#### The request:
Quote exactly the lines running from the line with "Might I trouble you for the coordinates of the man with" to the end of the entries, including both, and nothing else.

#### Provided entries:
-*-
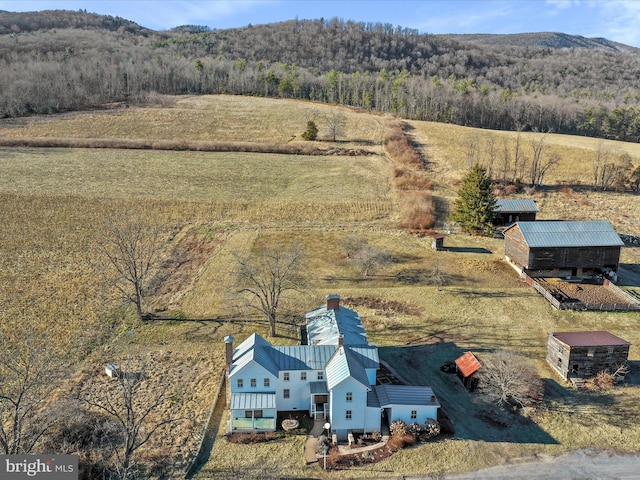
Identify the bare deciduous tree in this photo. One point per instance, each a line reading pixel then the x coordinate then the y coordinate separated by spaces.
pixel 130 243
pixel 508 379
pixel 335 122
pixel 540 164
pixel 370 258
pixel 132 409
pixel 263 281
pixel 27 377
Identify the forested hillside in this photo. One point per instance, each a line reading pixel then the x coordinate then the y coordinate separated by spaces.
pixel 59 60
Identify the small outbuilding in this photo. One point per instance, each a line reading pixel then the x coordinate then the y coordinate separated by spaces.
pixel 578 355
pixel 562 249
pixel 467 366
pixel 511 210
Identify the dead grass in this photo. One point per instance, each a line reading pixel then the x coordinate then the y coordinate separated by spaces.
pixel 52 201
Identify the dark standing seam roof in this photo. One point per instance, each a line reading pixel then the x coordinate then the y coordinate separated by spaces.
pixel 589 339
pixel 568 234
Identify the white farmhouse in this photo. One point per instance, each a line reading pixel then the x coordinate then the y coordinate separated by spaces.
pixel 332 378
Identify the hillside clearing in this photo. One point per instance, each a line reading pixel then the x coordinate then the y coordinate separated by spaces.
pixel 221 204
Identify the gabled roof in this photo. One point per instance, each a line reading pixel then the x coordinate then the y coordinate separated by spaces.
pixel 325 327
pixel 344 364
pixel 468 364
pixel 589 339
pixel 274 359
pixel 568 234
pixel 256 349
pixel 514 205
pixel 405 395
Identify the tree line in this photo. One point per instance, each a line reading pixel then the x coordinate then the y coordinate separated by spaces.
pixel 580 91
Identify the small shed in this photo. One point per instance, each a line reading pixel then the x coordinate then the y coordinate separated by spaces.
pixel 585 354
pixel 437 242
pixel 561 249
pixel 467 367
pixel 511 210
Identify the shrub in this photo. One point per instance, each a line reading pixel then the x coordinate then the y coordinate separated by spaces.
pixel 311 133
pixel 398 428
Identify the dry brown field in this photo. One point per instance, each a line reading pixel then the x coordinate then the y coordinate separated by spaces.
pixel 221 204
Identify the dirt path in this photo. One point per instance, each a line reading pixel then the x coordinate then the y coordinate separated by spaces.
pixel 577 465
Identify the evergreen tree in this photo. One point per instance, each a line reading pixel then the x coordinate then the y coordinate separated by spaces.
pixel 474 209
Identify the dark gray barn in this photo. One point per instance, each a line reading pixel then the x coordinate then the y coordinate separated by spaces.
pixel 561 249
pixel 511 210
pixel 585 354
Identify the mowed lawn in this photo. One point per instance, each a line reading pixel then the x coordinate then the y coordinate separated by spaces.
pixel 243 203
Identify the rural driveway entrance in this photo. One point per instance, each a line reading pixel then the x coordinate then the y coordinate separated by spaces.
pixel 578 465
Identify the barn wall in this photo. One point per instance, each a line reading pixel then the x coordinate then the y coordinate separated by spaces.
pixel 586 258
pixel 558 356
pixel 515 248
pixel 584 362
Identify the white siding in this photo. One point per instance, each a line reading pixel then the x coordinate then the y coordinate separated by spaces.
pixel 298 391
pixel 246 373
pixel 339 406
pixel 403 412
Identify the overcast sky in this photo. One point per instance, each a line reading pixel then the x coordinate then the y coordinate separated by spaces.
pixel 617 20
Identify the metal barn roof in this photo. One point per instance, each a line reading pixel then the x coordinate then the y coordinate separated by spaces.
pixel 513 205
pixel 568 234
pixel 468 364
pixel 589 339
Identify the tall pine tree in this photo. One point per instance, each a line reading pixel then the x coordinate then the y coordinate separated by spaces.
pixel 474 209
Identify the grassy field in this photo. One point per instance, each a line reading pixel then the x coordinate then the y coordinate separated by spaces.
pixel 52 201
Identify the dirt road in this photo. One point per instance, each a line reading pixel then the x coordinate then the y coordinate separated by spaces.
pixel 578 465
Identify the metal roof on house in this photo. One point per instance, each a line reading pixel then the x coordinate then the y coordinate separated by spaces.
pixel 251 401
pixel 513 205
pixel 325 327
pixel 589 339
pixel 405 395
pixel 468 364
pixel 568 234
pixel 302 357
pixel 343 365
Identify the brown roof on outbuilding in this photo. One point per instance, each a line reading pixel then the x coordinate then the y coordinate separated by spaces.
pixel 468 364
pixel 589 339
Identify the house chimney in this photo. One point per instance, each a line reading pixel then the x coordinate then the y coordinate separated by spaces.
pixel 333 302
pixel 228 345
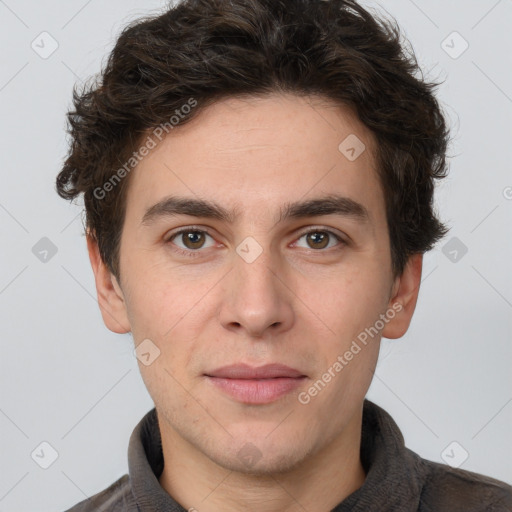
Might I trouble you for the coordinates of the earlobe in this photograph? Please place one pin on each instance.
(404, 298)
(110, 296)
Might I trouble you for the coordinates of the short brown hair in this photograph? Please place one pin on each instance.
(213, 49)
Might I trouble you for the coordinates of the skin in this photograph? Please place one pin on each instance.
(296, 304)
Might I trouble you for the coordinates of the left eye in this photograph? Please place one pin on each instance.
(320, 238)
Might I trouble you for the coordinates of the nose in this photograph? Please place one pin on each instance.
(256, 297)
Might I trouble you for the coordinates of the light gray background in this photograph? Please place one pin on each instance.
(67, 380)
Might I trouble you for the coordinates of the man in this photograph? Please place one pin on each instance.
(258, 179)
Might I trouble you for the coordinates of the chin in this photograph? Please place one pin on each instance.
(261, 458)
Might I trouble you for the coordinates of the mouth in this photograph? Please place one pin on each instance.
(260, 385)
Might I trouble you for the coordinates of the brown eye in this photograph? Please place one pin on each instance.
(317, 239)
(189, 240)
(193, 239)
(320, 239)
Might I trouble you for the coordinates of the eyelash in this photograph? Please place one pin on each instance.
(194, 254)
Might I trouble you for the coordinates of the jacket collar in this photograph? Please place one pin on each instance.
(394, 476)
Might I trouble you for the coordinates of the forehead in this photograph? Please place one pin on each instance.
(256, 154)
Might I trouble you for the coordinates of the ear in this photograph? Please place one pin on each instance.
(405, 294)
(110, 296)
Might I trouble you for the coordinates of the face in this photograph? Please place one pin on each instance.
(268, 277)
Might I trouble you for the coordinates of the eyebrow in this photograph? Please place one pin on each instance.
(328, 205)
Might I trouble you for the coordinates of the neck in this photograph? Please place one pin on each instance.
(319, 483)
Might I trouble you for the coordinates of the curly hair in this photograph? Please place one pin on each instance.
(212, 49)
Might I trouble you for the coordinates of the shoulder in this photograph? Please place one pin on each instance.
(116, 497)
(456, 490)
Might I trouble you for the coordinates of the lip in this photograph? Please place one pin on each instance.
(260, 385)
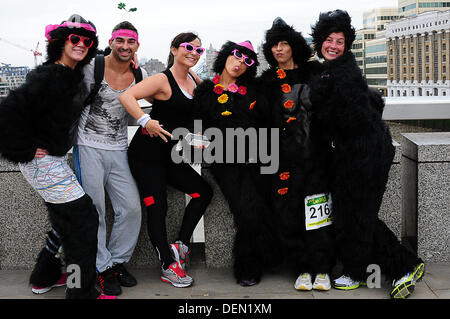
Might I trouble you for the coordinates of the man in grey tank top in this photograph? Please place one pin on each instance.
(101, 160)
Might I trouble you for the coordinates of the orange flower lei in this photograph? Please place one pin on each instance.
(285, 176)
(288, 104)
(222, 99)
(286, 88)
(281, 73)
(291, 119)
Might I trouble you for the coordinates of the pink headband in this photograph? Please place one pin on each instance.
(247, 44)
(52, 27)
(125, 33)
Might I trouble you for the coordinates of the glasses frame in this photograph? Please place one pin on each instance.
(81, 39)
(194, 48)
(243, 56)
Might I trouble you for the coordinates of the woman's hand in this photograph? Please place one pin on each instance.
(135, 62)
(40, 153)
(154, 129)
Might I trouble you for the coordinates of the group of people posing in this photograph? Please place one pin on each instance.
(320, 208)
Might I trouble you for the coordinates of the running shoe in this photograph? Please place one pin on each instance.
(404, 287)
(123, 276)
(303, 282)
(42, 290)
(346, 283)
(102, 296)
(176, 276)
(181, 253)
(109, 283)
(322, 282)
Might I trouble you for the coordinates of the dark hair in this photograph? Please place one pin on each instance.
(225, 52)
(55, 45)
(181, 38)
(281, 31)
(125, 25)
(331, 22)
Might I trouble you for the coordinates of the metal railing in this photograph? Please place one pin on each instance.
(417, 108)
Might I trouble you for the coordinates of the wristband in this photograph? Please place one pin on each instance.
(142, 121)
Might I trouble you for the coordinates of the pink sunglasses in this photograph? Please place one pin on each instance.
(238, 55)
(75, 39)
(189, 48)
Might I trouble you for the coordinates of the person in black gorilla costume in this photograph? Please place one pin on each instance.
(300, 190)
(350, 117)
(37, 129)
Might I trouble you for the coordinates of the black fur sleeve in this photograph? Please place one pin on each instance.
(40, 113)
(341, 97)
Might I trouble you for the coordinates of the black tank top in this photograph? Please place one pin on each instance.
(172, 113)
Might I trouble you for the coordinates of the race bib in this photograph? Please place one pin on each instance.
(318, 211)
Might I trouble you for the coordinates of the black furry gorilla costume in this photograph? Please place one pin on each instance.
(43, 113)
(350, 117)
(303, 156)
(254, 248)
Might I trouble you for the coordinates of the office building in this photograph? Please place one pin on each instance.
(418, 50)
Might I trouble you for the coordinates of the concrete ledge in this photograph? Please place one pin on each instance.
(415, 205)
(426, 194)
(24, 222)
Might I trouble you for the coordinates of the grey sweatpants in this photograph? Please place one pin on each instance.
(99, 170)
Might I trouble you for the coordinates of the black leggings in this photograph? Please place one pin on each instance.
(152, 179)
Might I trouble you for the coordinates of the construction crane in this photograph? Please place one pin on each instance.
(36, 53)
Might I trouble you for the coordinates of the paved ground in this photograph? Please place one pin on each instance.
(220, 284)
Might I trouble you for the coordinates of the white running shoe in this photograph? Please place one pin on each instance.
(322, 282)
(346, 283)
(404, 287)
(180, 253)
(303, 282)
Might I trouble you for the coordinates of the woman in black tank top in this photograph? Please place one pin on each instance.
(149, 154)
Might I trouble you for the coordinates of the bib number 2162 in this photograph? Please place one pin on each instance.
(318, 211)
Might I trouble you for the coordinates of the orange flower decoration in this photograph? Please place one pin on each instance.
(285, 176)
(281, 74)
(222, 99)
(291, 119)
(286, 88)
(218, 88)
(288, 104)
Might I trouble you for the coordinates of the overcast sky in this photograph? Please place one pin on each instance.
(23, 21)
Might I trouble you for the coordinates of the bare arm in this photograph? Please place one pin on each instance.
(156, 86)
(196, 77)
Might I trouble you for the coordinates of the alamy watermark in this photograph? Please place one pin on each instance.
(239, 146)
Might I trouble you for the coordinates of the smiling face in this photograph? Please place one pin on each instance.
(333, 46)
(76, 53)
(123, 48)
(282, 52)
(235, 67)
(184, 57)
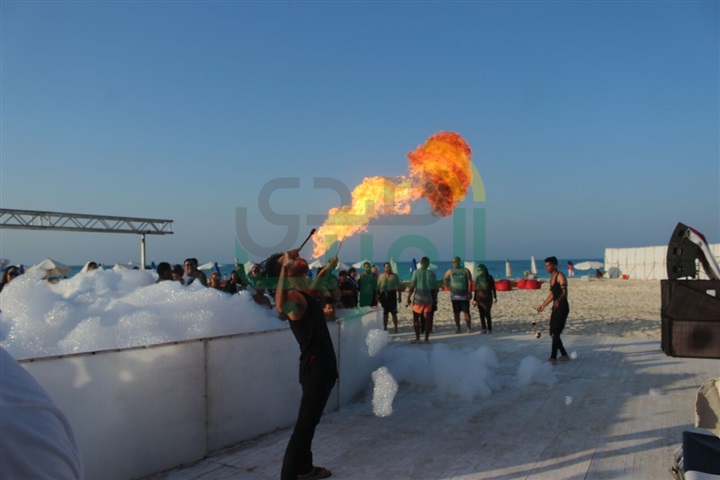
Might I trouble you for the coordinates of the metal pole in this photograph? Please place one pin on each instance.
(142, 251)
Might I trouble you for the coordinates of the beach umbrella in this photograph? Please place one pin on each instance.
(52, 268)
(248, 266)
(393, 266)
(361, 263)
(588, 265)
(315, 264)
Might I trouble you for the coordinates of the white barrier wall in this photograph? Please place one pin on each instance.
(645, 263)
(143, 410)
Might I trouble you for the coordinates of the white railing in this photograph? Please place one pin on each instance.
(143, 410)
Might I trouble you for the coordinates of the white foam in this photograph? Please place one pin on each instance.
(108, 309)
(384, 392)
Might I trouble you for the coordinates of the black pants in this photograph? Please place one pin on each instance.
(317, 383)
(557, 324)
(484, 310)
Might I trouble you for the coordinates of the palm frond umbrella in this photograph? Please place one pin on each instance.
(588, 265)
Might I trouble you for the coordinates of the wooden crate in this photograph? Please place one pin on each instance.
(690, 316)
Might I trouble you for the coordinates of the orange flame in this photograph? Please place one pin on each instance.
(440, 171)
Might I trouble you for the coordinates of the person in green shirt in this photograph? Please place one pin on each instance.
(423, 293)
(367, 284)
(458, 280)
(389, 293)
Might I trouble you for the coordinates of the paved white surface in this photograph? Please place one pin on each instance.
(617, 412)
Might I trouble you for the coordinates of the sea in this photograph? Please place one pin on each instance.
(496, 268)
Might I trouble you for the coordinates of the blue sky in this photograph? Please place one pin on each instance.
(592, 124)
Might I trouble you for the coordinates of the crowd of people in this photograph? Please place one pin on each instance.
(369, 288)
(283, 282)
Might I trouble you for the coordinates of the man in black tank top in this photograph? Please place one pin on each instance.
(561, 308)
(296, 301)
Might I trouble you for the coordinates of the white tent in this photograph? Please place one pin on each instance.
(645, 263)
(52, 268)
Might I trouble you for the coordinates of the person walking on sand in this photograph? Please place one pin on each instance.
(458, 280)
(296, 301)
(485, 294)
(390, 294)
(561, 308)
(422, 292)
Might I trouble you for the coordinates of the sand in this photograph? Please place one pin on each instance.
(605, 307)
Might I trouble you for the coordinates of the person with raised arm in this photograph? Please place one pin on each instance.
(560, 310)
(296, 301)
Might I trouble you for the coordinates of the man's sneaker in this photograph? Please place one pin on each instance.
(315, 473)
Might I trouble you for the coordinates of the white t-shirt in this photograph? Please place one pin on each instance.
(36, 440)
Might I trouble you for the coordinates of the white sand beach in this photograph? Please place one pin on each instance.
(607, 307)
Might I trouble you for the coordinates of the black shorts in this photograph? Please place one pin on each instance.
(461, 306)
(388, 300)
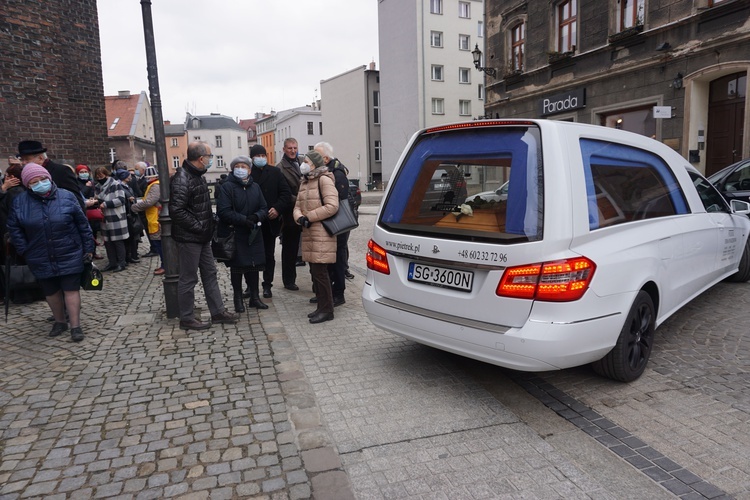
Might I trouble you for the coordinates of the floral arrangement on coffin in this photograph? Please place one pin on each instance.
(462, 210)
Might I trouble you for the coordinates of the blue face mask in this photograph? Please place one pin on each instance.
(42, 187)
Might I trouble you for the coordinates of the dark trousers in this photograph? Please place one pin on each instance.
(322, 287)
(290, 236)
(337, 270)
(115, 252)
(269, 246)
(196, 257)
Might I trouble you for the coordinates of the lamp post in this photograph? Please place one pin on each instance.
(477, 55)
(169, 249)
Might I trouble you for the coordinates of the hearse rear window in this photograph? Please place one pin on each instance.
(625, 184)
(481, 184)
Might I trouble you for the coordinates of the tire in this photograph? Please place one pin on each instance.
(743, 273)
(628, 358)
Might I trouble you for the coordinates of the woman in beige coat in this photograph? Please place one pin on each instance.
(317, 200)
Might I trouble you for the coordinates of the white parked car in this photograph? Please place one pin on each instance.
(603, 234)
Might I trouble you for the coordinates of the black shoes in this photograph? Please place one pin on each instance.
(76, 334)
(225, 317)
(57, 329)
(194, 324)
(321, 317)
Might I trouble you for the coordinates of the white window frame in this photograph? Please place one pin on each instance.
(436, 39)
(438, 106)
(437, 73)
(464, 10)
(464, 107)
(464, 75)
(464, 42)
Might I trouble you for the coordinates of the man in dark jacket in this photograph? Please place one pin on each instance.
(192, 229)
(290, 230)
(62, 176)
(278, 197)
(337, 270)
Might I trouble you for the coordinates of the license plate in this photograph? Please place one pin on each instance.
(441, 276)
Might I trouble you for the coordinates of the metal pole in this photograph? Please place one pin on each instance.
(169, 249)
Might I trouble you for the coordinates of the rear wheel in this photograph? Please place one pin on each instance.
(628, 358)
(743, 273)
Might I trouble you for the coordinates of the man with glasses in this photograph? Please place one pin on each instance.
(192, 229)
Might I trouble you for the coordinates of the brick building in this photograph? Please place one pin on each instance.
(675, 70)
(51, 86)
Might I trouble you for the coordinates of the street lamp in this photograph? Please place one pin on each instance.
(477, 55)
(169, 248)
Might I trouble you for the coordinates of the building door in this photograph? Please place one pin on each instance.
(726, 119)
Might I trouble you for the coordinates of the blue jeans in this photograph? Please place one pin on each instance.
(194, 257)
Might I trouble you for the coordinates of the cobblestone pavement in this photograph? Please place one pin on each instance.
(274, 407)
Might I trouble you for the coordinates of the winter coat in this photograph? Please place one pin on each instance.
-*-
#### Solution:
Might I trouble you for the coordinates of the man with glasses in this photograph? Please place one pin on each instance.
(192, 229)
Might I trouble you for the coordinates of the brick building in this photograph? Please place one pin on each instance.
(675, 70)
(51, 86)
Might I trouble you for the coordinates of the street lamp in this photograph? Please place one pin on each instance.
(477, 55)
(169, 248)
Might I trouble you for the coordinates of the building door in this photograph? Please place one pin on each instance.
(726, 119)
Might I trouble you for the coordinates of the blue jeans in this photograph? Please place one pin on each instance.
(194, 257)
Might I trouble you for the coordinates of the cobblestone pavement in this photograph? Please place one pin on each instance.
(274, 407)
Might I trouble you for the coordinates of the winter coat in this photograph? Please place one pin on each instance.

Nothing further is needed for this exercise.